_Selected passage_
================================
A few areas, including a front swath of the house, were born anew. Pre-remodel, guests were greeted by a jumble of stacked stone, stray greenery and competing walkways, along with a dated picture window and tiny, cloistered-in porch. This was replaced by a low wall, smoothly stuccoed, that hems in a fresh-air patio with separate dining and conversation areas.
“The client wanted a front area where he could sit down, drink his morning coffee and read the paper,” explains Entessar. Heat lamps were tucked into the ceiling and slate tiles were arranged in a tidy Versailles pattern. A wall of French doors was created to connect the patio with the house, effectively carving out a spacious indoor/outdoor entertainment area while increasing the stores of natural light streaming through the house.
Worn, stamped-concrete walkways were replaced with neat landscaping and a welcome path of stone pavers. Entessar confesses to directing the workers to lay tiles in specific patterns, owing to the curvy visual flow that comes from a well-orchestrated contrast of shades and angles.
I chuckle, imagining the scene. “The entrance is so important,” she insists with a smile. “It sets the entire tone for the house.”
Stepping through the front door, it’s easy to see her point.
Rich hickory floors—handworked with a chisel and planer—establish a polished, earthy elegance that’s light years away from the generic terra cotta tiles that previously lined the floors. “Hickory is the toughest wood you can get,” Entessar points out. “They make baseball bats with it, and it’s hard to ding or scratch.”
Throughout the house, wood dominates, but carefully. From custom cabinetry to the dining room table—a walnut slab with curved edges sourced from Alabama artist Robin Wade—there’s al-ways an ebb and flow of lines to make it compelling. A chunky rosewood console and triangular floor pattern in the foyer create plenty of eye-pleasing dimension in this pivotal space, as does the starburst ceiling fixture designed by Entessar that casts a golden glow over the entrance, “as if it were a stage.”
“When I entertain, I always see three people over here, four people over there,” says Entessar. “So I’ve created little conversation vignettes, and eating vignettes.” These thematic spaces effectively carve out islands for people to converge on, and are a great idea in today’s Age of the Open Floor Plan.
Another way Entessar distinguishes this ranch house? “Conversation pieces that are slightly unexpected and enhance the integrity of the house,” she says.
Perhaps the most high-profile of these are twin walls of custom art glass perched on opposite ends of the central hallway. Replacing a pair of wagon wheels that look like they may have been snatched off a Ponderosa set, the idea of decorative glass was Entessar’s, who designed the tasteful harmony of vibrant, geometric shapes that subtly correspond to sunrise and sunset.
================================
_Dataset extract_
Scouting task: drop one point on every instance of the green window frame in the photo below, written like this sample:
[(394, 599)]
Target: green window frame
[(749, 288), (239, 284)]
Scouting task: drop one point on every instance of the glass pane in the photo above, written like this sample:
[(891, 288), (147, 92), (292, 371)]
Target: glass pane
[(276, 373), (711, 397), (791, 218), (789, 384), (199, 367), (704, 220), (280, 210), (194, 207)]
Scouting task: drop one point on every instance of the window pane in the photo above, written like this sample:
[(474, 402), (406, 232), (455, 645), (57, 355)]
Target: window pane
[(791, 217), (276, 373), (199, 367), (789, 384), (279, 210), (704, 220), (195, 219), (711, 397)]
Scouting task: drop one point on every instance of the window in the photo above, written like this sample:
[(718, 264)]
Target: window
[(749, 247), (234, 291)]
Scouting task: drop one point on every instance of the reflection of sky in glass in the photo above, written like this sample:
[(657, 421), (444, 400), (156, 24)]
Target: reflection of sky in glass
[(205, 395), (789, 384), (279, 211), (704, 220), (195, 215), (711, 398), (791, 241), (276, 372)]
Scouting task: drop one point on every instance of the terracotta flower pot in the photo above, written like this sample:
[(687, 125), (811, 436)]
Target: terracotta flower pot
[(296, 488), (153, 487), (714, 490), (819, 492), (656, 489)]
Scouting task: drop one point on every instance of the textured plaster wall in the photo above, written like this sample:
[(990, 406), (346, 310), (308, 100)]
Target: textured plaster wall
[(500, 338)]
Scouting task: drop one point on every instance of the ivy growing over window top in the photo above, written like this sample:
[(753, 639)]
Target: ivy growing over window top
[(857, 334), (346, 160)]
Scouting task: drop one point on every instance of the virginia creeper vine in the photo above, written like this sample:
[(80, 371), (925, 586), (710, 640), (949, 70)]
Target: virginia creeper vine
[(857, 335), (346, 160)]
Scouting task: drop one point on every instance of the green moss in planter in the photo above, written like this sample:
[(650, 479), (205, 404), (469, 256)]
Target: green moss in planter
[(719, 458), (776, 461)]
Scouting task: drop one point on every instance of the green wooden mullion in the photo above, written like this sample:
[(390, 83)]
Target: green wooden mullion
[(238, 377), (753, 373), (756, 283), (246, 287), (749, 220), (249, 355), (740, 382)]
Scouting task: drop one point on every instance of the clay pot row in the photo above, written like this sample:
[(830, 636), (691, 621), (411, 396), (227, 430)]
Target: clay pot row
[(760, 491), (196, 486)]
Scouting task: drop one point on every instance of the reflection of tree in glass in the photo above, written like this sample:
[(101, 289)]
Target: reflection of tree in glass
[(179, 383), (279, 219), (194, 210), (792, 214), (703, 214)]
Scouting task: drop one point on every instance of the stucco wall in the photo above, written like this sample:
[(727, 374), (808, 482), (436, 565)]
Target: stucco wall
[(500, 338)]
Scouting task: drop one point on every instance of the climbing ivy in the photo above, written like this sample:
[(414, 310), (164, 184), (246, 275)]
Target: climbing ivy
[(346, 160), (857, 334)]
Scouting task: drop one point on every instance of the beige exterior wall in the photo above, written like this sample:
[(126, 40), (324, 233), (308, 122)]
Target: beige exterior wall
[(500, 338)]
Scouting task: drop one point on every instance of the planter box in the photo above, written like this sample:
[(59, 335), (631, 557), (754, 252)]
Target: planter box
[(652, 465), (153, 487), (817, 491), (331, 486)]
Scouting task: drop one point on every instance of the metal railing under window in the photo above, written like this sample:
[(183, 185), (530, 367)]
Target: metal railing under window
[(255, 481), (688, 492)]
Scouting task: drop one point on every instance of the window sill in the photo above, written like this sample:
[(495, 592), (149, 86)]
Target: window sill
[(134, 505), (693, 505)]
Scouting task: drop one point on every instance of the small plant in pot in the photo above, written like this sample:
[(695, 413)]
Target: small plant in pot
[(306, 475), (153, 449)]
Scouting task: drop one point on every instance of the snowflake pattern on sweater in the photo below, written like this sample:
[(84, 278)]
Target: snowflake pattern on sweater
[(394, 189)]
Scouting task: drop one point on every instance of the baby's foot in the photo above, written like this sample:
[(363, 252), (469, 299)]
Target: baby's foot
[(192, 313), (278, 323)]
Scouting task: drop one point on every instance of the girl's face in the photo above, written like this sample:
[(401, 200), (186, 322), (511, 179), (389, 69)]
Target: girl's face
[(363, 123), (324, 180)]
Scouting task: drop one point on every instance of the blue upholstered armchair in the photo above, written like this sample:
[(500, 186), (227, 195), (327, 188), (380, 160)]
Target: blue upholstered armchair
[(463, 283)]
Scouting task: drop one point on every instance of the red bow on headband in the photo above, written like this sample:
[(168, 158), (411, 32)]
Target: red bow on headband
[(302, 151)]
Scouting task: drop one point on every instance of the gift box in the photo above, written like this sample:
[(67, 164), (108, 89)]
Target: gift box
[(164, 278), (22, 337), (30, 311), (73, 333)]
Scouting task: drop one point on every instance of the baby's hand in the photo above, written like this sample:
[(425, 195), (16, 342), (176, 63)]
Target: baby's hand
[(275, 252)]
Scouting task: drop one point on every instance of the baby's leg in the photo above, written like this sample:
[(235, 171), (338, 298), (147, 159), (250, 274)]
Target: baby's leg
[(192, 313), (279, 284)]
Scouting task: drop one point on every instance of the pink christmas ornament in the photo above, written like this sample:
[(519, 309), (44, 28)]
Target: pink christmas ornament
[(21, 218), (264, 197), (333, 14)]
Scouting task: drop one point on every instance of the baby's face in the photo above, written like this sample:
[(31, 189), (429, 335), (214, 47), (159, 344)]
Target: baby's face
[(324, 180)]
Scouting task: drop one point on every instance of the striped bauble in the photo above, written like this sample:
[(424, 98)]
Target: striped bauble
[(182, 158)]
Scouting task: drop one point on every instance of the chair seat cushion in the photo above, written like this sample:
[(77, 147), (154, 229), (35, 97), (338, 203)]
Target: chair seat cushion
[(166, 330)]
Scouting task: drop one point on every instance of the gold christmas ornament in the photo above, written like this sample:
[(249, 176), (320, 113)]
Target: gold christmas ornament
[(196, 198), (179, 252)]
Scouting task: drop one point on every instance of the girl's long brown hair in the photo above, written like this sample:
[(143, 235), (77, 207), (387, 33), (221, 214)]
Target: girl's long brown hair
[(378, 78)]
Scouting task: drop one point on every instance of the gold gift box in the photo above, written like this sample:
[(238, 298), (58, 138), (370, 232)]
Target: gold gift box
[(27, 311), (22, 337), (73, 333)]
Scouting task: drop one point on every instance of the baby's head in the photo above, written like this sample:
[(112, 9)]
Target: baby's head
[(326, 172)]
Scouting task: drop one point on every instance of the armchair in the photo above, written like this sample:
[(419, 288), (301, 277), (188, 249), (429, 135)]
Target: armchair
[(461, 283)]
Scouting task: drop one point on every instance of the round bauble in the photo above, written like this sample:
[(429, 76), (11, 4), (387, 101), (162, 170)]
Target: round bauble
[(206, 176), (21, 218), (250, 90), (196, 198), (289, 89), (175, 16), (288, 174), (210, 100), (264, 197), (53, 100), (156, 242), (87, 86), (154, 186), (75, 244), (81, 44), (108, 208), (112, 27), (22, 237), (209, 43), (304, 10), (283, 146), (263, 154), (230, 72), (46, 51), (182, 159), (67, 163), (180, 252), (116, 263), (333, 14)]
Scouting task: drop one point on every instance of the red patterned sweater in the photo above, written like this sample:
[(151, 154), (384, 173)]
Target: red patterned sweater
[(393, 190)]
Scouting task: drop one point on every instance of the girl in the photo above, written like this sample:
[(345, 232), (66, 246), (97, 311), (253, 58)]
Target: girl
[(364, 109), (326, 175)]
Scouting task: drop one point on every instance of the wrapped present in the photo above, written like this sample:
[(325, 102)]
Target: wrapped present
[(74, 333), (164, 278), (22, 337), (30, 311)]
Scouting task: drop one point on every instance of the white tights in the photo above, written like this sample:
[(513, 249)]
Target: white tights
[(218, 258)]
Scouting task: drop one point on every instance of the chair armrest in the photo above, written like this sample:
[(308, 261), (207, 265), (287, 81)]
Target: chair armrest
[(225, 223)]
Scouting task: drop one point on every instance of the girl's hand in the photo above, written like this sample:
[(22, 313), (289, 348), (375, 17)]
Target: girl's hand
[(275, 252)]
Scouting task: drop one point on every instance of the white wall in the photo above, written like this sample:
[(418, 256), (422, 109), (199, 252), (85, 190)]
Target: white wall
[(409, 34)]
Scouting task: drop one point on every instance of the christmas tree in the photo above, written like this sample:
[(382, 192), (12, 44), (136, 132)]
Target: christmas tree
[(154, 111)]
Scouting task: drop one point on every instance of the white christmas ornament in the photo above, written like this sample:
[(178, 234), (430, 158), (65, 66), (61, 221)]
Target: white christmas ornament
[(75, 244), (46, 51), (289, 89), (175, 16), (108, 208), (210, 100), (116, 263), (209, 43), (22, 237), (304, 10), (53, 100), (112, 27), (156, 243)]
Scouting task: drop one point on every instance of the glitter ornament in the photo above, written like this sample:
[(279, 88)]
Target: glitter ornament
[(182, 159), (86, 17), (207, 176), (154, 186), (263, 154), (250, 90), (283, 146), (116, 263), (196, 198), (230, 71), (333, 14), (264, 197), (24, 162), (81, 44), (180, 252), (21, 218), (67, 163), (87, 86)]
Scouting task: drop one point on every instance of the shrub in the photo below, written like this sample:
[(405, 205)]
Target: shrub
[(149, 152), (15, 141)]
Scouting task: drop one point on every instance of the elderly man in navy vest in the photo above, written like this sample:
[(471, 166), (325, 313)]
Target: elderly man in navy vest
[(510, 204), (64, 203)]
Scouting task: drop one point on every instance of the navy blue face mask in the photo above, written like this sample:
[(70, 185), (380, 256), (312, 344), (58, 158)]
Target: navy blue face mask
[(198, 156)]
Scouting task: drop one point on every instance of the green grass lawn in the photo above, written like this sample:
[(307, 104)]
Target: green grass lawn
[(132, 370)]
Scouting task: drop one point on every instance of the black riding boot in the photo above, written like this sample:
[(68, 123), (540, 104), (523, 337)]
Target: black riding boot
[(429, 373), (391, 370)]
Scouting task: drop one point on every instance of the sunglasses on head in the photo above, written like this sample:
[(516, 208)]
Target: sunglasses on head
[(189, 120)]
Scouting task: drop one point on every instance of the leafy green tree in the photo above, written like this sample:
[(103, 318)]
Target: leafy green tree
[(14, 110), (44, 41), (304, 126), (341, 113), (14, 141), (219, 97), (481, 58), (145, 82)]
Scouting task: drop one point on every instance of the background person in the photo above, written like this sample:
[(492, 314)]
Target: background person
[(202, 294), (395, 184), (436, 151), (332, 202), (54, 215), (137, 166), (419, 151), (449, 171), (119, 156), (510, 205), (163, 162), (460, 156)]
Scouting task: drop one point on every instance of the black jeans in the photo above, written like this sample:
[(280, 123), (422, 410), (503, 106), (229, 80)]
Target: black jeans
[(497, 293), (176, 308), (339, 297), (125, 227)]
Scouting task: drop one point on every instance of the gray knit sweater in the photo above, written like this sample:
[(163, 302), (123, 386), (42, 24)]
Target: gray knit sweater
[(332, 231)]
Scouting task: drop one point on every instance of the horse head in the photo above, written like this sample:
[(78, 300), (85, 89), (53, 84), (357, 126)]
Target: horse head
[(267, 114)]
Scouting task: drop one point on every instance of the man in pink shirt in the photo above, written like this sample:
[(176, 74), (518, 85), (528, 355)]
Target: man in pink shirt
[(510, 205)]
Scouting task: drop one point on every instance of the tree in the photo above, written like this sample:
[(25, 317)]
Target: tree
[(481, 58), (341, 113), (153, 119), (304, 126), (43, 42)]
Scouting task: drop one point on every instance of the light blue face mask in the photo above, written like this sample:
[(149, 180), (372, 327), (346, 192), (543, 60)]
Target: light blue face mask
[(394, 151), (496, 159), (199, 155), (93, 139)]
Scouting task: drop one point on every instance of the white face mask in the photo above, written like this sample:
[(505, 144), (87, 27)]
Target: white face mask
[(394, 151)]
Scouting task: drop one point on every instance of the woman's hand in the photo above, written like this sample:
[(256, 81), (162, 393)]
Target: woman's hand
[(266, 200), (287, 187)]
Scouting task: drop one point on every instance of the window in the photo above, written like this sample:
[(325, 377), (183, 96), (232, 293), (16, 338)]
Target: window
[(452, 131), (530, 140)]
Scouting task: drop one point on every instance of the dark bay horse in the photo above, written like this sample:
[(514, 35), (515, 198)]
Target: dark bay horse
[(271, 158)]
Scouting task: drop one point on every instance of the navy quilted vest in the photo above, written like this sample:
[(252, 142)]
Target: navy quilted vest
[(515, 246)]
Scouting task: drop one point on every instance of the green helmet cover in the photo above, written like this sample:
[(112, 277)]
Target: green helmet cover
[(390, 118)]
================================
_Task instructions_
[1] In the home remodel text, rewrite the portion starting at "Worn, stamped-concrete walkways" and ending at "see her point.", changing "stone pavers" to "brick pavers".
[2] Condense the paragraph of the home remodel text that begins "Throughout the house, wood dominates" while retaining its main facts.

_Task results_
[1]
Worn, stamped-concrete walkways were replaced with neat landscaping and a welcome path of brick pavers. Entessar confesses to directing the workers to lay tiles in specific patterns, owing to the curvy visual flow that comes from a well-orchestrated contrast of shades and angles.
I chuckle, imagining the scene. “The entrance is so important,” she insists with a smile. “It sets the entire tone for the house.”
Stepping through the front door, it’s easy to see her point.

[2] Wood dominates the house, used with care so that lines always ebb and flow. Examples range from custom cabinetry to a curved-edge walnut slab dining table by Alabama artist Robin Wade. In the foyer, dimension comes from a chunky rosewood console, a triangular floor pattern, and a starburst ceiling fixture designed by Entessar that lights the entrance "as if it were a stage."